__GOAL OF THE EXERCISE__. Repeat the lines starting with the line that contains "of the power" and going on through the line that contains "Target: power line", swapping "integer pairs" for "whole-number pairs" and leaving everything else unchanged.

__INPUT MATERIAL__.
^^^^^^^^^^^^^^^^

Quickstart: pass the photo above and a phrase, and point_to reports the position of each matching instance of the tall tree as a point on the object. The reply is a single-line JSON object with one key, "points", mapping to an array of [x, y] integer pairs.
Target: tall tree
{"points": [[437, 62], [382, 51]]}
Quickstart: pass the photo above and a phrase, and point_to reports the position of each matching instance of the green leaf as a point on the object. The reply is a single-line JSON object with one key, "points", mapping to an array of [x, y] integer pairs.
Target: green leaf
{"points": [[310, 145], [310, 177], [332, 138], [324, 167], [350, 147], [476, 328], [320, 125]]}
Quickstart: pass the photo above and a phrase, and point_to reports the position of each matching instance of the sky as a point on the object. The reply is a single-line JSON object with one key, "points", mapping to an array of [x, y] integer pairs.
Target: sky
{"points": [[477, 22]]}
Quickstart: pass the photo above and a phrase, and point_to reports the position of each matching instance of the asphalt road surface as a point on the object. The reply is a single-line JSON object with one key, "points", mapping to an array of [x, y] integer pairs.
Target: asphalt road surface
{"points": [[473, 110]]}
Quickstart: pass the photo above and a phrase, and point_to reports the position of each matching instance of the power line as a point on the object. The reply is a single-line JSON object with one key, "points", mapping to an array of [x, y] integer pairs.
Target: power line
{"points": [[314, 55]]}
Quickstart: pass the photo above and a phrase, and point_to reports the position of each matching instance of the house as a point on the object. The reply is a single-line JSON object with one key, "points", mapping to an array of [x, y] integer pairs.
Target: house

^^^^^^^^^^^^^^^^

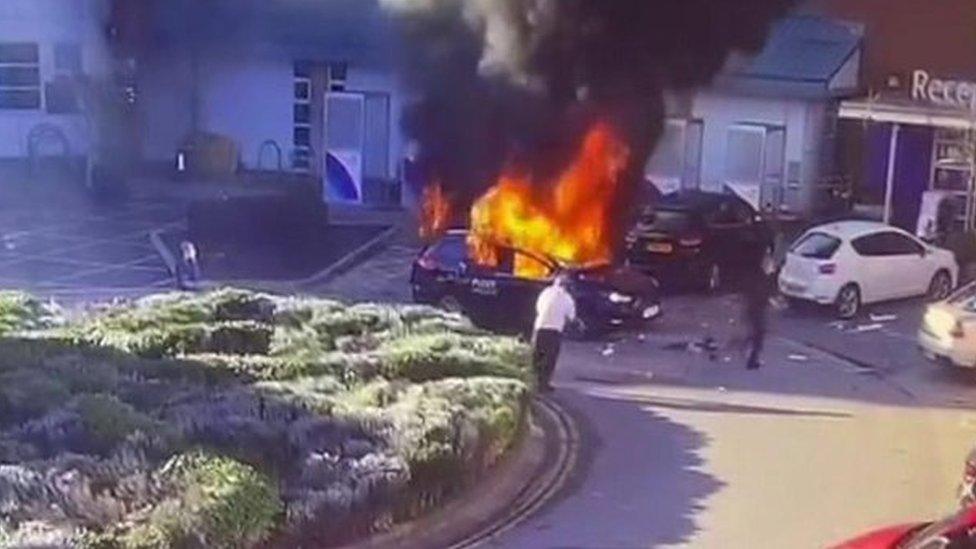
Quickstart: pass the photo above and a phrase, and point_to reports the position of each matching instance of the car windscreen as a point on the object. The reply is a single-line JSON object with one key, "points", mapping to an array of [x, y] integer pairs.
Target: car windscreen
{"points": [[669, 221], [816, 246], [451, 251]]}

^^^^^^^^^^^^^^^^

__SOLVED PROBLEM__.
Quickstart: pass the photo above and a phrase, and point_to reports the position of each matching instance of the power line as a point on the object. The reply is a single-line JSON object with one key, "points", mapping to an array of [x, y] whole-number pairs.
Target: power line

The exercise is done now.